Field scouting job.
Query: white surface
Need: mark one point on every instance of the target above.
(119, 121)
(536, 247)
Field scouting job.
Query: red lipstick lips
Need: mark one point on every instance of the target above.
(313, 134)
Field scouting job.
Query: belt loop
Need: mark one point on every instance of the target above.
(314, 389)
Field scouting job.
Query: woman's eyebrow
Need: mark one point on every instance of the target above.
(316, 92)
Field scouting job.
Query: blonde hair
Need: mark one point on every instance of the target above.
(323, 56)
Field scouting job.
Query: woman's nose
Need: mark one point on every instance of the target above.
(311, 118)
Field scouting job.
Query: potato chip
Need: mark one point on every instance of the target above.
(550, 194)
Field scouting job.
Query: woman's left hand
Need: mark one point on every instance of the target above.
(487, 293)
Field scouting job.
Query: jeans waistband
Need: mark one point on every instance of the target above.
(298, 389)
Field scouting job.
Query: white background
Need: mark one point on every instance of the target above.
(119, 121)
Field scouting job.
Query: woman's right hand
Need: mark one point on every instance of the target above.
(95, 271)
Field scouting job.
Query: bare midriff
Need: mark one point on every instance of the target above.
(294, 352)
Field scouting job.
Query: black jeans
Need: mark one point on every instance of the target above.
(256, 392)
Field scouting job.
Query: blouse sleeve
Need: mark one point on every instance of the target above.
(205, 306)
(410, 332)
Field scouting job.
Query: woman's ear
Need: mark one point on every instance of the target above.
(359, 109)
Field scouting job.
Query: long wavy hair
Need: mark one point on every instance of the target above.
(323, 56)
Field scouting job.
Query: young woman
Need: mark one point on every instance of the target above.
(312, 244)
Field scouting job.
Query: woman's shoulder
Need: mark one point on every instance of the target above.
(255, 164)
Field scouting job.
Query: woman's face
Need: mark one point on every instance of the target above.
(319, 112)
+ + +
■ Task statement
Check every line of the entries for "hair" and report how many lines contain it, without any other words.

■ Solution for this exercise
2